_Work instructions_. Render the records below as a Markdown table with two columns, Row (a running number) and Line (the line itself), leaving out blank lines. Begin at the line that has "Locate wheeled carry-on" and stop after the line that has "[537,591,625,728]".

[begin Entries provided]

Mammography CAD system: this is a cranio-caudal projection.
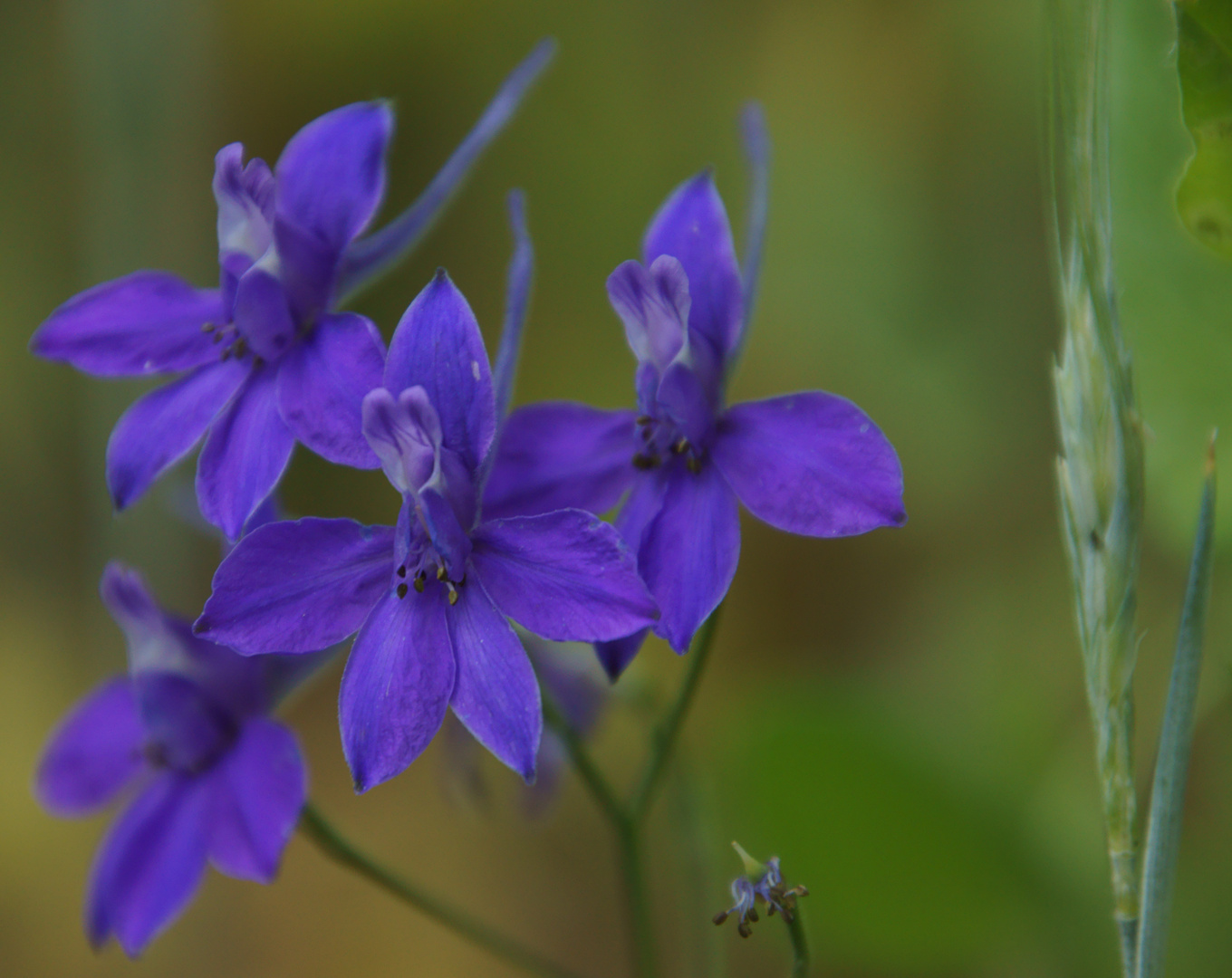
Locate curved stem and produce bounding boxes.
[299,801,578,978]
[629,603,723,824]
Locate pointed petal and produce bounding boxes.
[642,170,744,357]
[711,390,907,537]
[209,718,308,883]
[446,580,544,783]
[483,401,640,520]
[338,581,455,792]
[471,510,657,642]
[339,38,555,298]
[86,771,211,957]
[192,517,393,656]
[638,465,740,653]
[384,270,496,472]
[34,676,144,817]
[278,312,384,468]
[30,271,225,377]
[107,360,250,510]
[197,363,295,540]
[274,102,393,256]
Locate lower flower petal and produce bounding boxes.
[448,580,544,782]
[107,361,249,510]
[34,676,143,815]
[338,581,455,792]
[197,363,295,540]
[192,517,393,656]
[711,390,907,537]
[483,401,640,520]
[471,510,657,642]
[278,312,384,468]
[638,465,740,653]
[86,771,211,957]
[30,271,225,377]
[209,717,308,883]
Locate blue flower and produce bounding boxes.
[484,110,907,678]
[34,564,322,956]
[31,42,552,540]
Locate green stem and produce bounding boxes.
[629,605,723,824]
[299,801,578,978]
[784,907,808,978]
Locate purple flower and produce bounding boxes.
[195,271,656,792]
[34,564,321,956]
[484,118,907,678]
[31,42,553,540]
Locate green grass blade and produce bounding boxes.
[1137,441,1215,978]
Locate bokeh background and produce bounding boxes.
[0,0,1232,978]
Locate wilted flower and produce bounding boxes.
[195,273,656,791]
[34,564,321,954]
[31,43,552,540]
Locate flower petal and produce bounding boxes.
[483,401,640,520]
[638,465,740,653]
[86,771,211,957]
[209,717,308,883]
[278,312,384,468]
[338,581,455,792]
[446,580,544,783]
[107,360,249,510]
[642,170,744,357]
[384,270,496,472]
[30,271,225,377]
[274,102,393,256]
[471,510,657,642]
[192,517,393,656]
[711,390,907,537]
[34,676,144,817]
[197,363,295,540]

[end Entries provided]
[begin Entries provided]

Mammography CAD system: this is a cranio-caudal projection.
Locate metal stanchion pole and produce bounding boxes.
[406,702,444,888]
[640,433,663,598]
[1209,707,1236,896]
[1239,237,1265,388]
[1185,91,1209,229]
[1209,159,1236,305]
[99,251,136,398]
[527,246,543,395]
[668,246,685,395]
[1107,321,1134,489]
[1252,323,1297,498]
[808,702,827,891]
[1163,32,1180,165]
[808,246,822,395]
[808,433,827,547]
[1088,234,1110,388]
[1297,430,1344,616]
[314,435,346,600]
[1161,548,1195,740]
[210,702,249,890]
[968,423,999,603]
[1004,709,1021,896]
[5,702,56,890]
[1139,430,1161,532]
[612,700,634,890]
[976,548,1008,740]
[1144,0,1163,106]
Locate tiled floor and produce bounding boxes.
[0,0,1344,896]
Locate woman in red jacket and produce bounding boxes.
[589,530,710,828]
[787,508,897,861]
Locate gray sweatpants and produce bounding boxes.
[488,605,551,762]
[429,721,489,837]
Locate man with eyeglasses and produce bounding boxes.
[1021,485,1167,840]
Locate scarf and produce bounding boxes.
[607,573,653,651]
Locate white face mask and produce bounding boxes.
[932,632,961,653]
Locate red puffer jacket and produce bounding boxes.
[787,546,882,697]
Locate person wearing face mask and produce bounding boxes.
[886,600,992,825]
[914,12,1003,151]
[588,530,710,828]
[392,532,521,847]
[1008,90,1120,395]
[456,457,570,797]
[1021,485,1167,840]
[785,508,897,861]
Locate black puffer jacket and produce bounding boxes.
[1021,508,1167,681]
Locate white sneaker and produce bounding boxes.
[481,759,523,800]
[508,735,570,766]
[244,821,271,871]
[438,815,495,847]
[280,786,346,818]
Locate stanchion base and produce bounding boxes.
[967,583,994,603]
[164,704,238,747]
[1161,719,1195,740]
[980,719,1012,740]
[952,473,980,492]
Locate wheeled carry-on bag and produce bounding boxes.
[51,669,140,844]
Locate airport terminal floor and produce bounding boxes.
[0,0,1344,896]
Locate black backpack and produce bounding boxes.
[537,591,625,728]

[end Entries provided]

_Worked solution_.
| Row | Line |
|---|---|
| 1 | Locate wheeled carry-on bag and produce bounding boxes. |
| 2 | [51,669,140,844] |
| 3 | Locate airport terminal floor and produce bounding boxes. |
| 4 | [0,0,1344,896] |
| 5 | Locate black backpack and produce bounding boxes. |
| 6 | [537,591,625,728] |